→ What is needed:
Write out exactly, please, the lines from the one containing "In this exercise you will spot each instance of the rushing" to the end of the material.

→ Material provided:
------------------------------------------------------------

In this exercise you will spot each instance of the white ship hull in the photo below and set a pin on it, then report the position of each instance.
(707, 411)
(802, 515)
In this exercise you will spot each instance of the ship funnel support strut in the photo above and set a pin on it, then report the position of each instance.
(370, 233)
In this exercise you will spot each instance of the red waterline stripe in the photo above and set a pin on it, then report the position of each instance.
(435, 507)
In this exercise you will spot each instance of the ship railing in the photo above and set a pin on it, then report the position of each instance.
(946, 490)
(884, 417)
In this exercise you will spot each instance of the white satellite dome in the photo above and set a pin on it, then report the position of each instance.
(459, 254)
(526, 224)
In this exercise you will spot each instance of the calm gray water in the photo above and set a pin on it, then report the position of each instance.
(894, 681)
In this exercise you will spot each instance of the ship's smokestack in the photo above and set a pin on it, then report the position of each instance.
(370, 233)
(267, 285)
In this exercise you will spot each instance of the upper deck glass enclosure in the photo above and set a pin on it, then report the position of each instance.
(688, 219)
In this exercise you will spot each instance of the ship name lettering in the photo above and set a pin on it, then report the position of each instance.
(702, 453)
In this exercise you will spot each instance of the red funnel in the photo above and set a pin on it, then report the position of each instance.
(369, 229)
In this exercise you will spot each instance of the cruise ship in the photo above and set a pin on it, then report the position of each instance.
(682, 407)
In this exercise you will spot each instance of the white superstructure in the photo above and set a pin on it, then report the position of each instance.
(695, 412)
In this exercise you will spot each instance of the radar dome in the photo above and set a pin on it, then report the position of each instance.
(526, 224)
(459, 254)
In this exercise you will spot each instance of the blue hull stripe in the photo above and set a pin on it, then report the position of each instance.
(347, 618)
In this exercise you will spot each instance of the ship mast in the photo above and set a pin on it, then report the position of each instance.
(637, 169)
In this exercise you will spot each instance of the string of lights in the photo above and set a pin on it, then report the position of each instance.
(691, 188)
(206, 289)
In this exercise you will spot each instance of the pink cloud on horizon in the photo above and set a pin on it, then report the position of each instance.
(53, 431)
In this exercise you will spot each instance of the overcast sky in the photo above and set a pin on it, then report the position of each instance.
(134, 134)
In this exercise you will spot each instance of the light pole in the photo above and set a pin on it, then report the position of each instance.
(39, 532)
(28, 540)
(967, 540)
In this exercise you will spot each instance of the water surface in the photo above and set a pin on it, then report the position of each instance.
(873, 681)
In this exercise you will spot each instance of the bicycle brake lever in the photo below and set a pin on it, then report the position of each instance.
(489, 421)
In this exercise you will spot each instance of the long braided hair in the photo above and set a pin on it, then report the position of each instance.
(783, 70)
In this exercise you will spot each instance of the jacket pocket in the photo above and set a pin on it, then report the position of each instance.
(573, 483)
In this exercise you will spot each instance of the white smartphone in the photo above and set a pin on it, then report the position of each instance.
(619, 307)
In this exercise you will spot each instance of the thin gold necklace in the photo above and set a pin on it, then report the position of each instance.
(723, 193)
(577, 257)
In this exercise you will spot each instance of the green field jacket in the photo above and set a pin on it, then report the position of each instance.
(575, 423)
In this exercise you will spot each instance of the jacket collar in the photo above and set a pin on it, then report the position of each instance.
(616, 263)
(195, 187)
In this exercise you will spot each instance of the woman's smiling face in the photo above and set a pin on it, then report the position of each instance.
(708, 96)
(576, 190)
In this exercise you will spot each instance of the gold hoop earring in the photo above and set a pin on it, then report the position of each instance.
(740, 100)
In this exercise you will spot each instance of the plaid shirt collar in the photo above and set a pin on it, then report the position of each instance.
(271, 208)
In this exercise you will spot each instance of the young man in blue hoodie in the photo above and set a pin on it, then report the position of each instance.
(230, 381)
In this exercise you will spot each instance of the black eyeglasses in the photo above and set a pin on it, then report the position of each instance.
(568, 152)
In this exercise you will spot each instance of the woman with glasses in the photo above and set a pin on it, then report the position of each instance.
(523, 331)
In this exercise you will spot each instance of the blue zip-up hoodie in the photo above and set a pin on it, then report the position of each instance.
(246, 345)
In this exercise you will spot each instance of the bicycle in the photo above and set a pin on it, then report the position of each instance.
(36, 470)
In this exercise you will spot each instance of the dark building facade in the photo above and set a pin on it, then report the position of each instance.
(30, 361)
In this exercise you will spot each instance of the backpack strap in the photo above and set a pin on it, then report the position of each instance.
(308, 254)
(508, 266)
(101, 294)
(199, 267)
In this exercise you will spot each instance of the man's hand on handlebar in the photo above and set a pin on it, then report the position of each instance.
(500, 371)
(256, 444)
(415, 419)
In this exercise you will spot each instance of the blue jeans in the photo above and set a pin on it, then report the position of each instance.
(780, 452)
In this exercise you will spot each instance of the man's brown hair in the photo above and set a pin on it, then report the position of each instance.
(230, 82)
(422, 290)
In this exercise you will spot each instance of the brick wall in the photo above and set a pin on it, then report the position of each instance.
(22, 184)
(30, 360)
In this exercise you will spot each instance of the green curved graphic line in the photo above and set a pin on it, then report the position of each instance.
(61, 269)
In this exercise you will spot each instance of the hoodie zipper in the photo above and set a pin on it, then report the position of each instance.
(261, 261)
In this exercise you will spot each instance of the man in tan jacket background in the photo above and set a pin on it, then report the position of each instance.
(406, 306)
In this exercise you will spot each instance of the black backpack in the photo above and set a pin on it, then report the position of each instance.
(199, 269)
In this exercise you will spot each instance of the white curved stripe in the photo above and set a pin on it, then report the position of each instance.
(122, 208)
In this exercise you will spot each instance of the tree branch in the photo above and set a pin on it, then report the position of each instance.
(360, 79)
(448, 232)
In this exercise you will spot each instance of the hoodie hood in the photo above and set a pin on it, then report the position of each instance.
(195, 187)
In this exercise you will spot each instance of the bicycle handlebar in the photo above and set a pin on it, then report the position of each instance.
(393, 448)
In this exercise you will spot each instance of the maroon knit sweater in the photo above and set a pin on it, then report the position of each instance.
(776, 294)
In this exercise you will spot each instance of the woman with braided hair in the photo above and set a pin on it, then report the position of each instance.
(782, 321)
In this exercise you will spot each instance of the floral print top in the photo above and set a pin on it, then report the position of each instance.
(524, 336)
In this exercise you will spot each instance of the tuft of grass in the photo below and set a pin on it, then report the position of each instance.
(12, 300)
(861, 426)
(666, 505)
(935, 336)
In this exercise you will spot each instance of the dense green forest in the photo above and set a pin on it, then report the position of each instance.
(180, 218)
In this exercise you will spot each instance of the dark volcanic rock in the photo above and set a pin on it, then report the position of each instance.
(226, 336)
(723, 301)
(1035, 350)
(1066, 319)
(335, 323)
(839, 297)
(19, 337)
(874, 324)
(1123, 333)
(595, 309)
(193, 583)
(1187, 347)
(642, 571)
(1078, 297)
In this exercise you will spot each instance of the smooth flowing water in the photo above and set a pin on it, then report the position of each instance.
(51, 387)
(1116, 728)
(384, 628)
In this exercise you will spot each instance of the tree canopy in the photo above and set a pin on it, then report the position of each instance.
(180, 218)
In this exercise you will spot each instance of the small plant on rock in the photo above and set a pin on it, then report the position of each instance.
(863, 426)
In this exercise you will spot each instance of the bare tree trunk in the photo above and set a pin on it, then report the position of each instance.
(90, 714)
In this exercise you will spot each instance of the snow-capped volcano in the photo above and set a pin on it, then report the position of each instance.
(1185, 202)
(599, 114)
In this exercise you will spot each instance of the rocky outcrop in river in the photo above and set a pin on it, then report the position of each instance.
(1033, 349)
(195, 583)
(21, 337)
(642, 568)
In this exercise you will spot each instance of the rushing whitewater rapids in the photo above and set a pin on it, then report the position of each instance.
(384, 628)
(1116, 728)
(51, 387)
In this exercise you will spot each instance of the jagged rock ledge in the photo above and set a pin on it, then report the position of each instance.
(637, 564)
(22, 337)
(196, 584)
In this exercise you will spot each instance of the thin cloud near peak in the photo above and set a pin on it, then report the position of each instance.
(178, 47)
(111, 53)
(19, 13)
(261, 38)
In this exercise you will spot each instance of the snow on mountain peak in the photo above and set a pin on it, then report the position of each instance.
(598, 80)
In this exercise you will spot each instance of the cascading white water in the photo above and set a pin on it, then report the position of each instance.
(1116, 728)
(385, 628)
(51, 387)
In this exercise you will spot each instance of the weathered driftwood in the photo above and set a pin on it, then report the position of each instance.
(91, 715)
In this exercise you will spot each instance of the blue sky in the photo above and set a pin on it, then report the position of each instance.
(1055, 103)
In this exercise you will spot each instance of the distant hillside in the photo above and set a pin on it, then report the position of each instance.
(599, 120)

------------------------------------------------------------

→ Solution to the problem:
In this exercise you will spot each instance of the rushing whitewater rapids in the photo above and set a pin on it, then report the position of each instance.
(384, 628)
(1116, 728)
(51, 387)
In this exercise you will spot each instance of the jagged rock ledge in the photo above and set a pin on it, then report the position of each instance.
(637, 564)
(22, 337)
(196, 584)
In this exercise you will spot each instance of the thin cloud near peak in the photo above and set a pin on it, then report the position of each instance.
(178, 47)
(111, 53)
(19, 13)
(261, 38)
In this exercise you will spot each instance of the snow on mountain peak in the photo above and set a pin on it, then report the position of each instance.
(598, 80)
In this exercise you will spot each instance of the cascading white water in the photo above and set a pin on it, then report the position of each instance.
(1116, 728)
(385, 628)
(51, 387)
In this exercise you will spot each instance of the weathered driftwood in the photo above and set a pin on it, then report the position of each instance.
(91, 715)
In this exercise you will spot each instance of the blue sky in the photo above and set a pin on it, then report the position of each instance.
(1055, 103)
In this exercise you will spot each instance of the distant hillside in the photo above and set a pin on it, then report the position of each instance.
(599, 120)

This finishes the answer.